- WHAT YOU WILL DO: Copy out, unchanged, the lines from the one containing "of the yellow-leaved" through the last line, both ends included.

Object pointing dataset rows
□ □ □ □ □ □ □
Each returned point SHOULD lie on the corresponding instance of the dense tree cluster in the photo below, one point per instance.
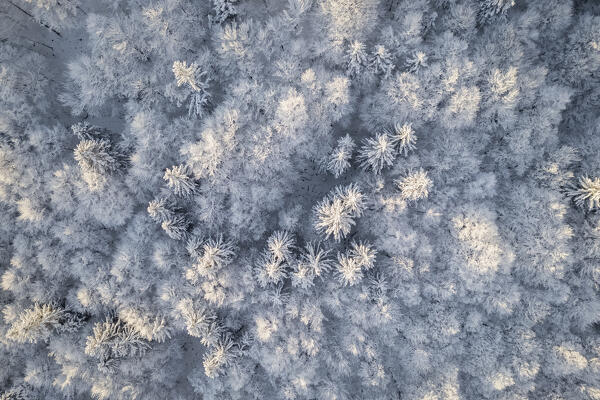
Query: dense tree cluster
(300, 199)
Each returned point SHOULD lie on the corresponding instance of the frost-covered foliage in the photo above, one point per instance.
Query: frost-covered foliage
(299, 199)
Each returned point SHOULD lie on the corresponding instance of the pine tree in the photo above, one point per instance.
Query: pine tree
(179, 180)
(415, 185)
(377, 153)
(588, 191)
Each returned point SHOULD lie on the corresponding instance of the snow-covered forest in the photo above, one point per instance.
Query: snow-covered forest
(299, 199)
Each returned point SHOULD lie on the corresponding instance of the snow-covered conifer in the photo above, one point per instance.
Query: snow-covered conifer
(415, 185)
(587, 192)
(179, 180)
(404, 137)
(377, 153)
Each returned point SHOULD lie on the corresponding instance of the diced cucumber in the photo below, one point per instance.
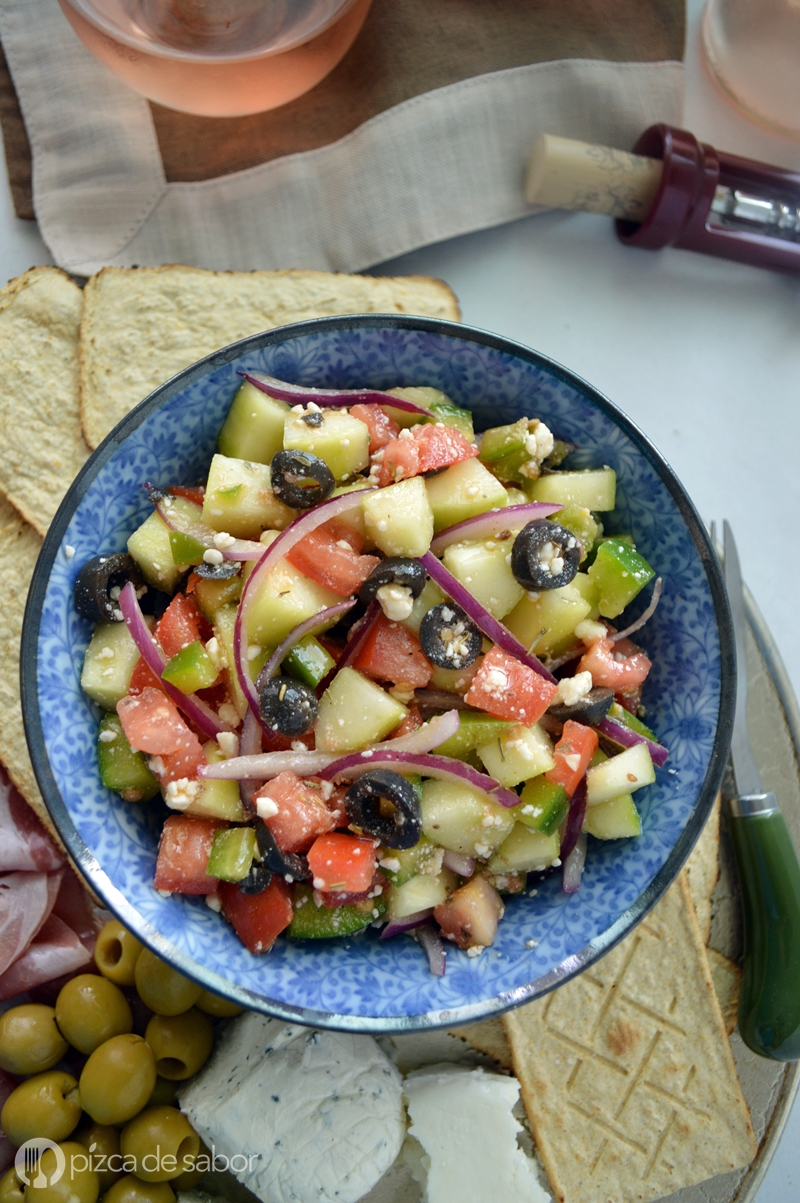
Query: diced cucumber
(582, 523)
(285, 598)
(620, 775)
(525, 852)
(150, 547)
(339, 439)
(521, 753)
(313, 922)
(545, 622)
(232, 853)
(122, 769)
(615, 819)
(543, 806)
(620, 574)
(461, 491)
(462, 818)
(484, 568)
(420, 893)
(473, 730)
(398, 519)
(308, 662)
(218, 799)
(594, 489)
(254, 427)
(190, 669)
(401, 864)
(240, 499)
(108, 664)
(354, 712)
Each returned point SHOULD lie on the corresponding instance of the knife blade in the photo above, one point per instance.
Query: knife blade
(769, 872)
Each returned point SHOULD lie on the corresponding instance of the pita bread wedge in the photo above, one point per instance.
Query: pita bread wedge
(143, 325)
(627, 1073)
(43, 448)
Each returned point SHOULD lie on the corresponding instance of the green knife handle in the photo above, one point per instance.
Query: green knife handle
(769, 1003)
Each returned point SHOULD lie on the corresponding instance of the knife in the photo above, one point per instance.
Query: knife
(769, 1002)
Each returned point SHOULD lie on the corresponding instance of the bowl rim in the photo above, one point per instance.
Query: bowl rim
(112, 896)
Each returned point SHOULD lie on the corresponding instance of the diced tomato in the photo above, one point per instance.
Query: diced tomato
(440, 446)
(258, 918)
(392, 653)
(507, 688)
(381, 426)
(575, 748)
(621, 667)
(401, 461)
(183, 854)
(179, 624)
(329, 558)
(301, 816)
(342, 861)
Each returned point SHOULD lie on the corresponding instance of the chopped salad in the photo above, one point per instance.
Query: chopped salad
(373, 668)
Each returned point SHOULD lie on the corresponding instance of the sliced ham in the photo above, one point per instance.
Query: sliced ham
(24, 843)
(55, 952)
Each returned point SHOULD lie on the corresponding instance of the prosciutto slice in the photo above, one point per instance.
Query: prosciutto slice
(54, 953)
(24, 843)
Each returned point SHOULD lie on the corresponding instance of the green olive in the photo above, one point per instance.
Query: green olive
(161, 988)
(131, 1189)
(46, 1106)
(11, 1189)
(102, 1142)
(77, 1184)
(166, 1130)
(118, 1079)
(117, 952)
(181, 1043)
(29, 1039)
(214, 1005)
(90, 1009)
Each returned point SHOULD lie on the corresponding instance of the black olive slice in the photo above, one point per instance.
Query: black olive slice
(400, 570)
(289, 706)
(223, 572)
(300, 479)
(588, 710)
(385, 806)
(283, 864)
(449, 638)
(545, 556)
(99, 584)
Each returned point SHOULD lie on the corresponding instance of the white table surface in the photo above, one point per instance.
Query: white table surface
(703, 354)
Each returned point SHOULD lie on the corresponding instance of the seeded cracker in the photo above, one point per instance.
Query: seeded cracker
(627, 1073)
(42, 444)
(143, 325)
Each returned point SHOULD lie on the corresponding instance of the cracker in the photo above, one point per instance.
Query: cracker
(703, 870)
(19, 547)
(43, 448)
(143, 325)
(627, 1073)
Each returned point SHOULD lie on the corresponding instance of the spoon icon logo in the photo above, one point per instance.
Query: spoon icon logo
(30, 1166)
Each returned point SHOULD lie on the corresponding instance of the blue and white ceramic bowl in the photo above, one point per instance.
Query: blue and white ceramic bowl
(361, 983)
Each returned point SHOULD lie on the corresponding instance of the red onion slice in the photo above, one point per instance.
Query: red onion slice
(298, 395)
(270, 557)
(484, 526)
(395, 926)
(626, 738)
(433, 946)
(481, 617)
(573, 869)
(201, 715)
(462, 865)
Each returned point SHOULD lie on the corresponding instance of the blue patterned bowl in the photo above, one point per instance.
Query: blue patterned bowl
(361, 983)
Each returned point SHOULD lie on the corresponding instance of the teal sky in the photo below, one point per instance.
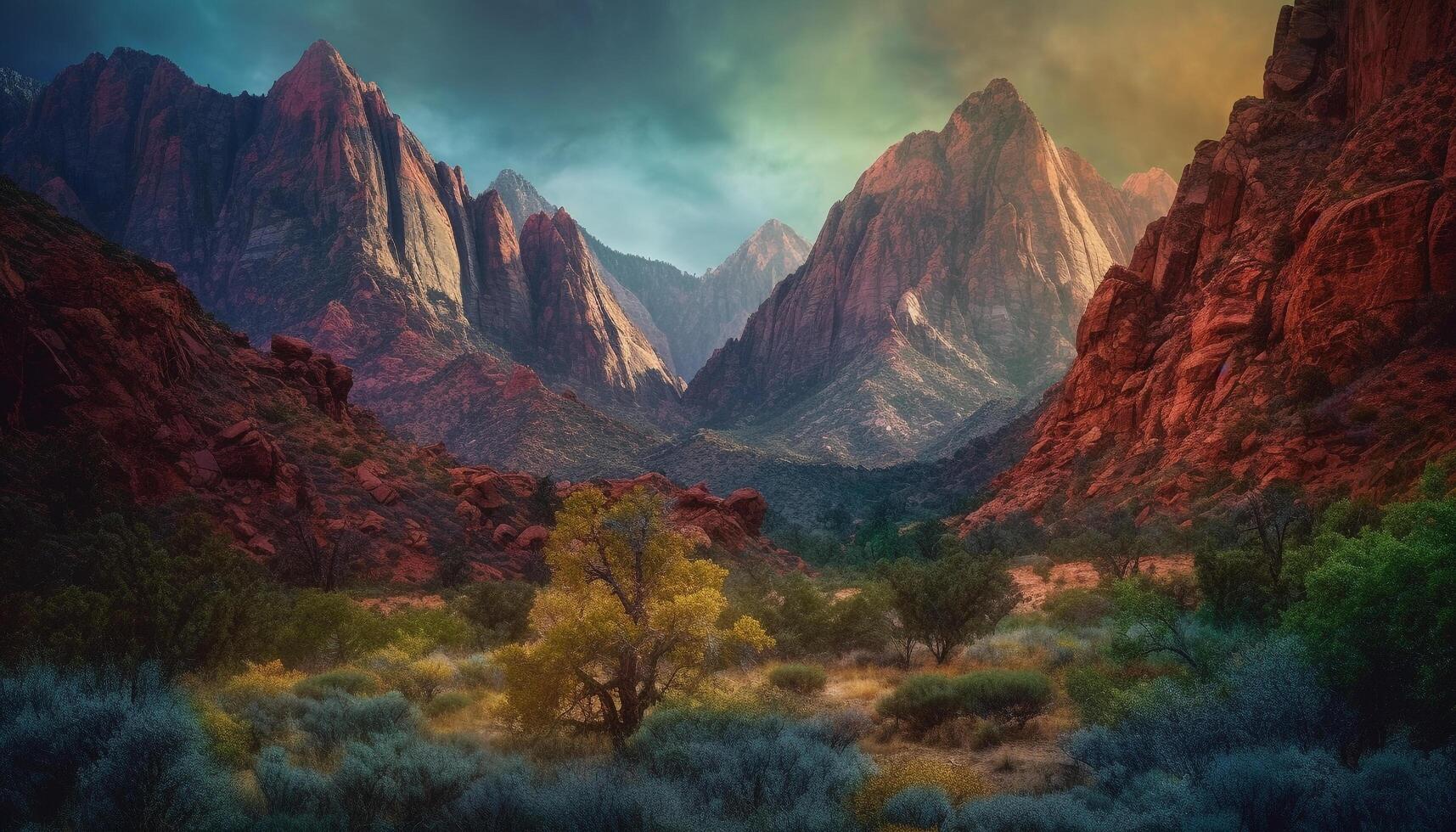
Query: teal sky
(676, 127)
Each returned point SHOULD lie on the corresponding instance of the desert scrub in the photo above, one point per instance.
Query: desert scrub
(798, 677)
(449, 703)
(1012, 697)
(918, 807)
(480, 672)
(344, 679)
(922, 701)
(258, 681)
(955, 780)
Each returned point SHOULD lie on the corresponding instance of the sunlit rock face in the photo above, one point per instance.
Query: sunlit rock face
(951, 276)
(1292, 317)
(313, 211)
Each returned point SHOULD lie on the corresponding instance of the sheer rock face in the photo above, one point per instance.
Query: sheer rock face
(107, 349)
(16, 93)
(682, 315)
(735, 287)
(953, 274)
(311, 211)
(580, 329)
(1292, 317)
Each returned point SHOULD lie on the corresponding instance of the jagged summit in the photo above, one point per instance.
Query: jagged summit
(1290, 317)
(951, 276)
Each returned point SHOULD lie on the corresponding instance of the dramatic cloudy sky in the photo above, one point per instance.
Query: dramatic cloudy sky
(674, 127)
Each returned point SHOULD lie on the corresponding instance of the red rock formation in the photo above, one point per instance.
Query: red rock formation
(16, 93)
(312, 211)
(578, 329)
(733, 525)
(734, 289)
(683, 317)
(1292, 317)
(98, 340)
(953, 274)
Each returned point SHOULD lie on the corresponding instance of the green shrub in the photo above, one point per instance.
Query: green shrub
(421, 630)
(449, 703)
(798, 677)
(924, 701)
(498, 610)
(344, 679)
(1077, 606)
(480, 672)
(1098, 697)
(1011, 697)
(919, 806)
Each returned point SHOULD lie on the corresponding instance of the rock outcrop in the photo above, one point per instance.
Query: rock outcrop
(683, 317)
(953, 274)
(108, 351)
(16, 93)
(1292, 317)
(311, 211)
(580, 329)
(735, 287)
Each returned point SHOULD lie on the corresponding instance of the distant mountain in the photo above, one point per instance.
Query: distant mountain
(16, 93)
(684, 317)
(737, 286)
(315, 211)
(107, 356)
(1293, 315)
(951, 276)
(580, 329)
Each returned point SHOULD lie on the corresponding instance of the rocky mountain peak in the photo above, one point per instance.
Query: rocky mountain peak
(520, 197)
(1154, 187)
(580, 329)
(951, 276)
(1289, 318)
(16, 93)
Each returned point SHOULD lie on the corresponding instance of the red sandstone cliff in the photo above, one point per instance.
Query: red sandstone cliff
(578, 329)
(1293, 315)
(311, 211)
(953, 274)
(735, 287)
(110, 347)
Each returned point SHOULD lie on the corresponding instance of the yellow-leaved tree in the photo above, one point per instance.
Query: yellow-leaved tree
(628, 616)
□ □ □ □ □ □ □
- TASK RESULT:
Each returned point SHOULD lie on the corresponding instance of the yellow-leaved tree in the photo above, one point per instance.
Query: yellow-leaved tree
(628, 616)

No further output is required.